While reading the listing below, count how many lines hold the word "object", and answer with the number only.

→ **Dataset excerpts**:

══════════════════════════════

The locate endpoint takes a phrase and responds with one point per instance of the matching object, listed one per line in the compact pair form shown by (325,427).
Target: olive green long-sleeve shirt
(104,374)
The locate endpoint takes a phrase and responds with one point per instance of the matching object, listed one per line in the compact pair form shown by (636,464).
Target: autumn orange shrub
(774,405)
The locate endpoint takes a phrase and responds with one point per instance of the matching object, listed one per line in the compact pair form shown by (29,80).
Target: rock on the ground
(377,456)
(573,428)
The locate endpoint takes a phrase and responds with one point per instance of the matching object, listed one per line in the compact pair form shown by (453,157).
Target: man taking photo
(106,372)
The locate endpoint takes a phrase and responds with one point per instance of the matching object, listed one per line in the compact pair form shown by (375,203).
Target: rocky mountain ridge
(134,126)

══════════════════════════════

→ **Output for this task**: 5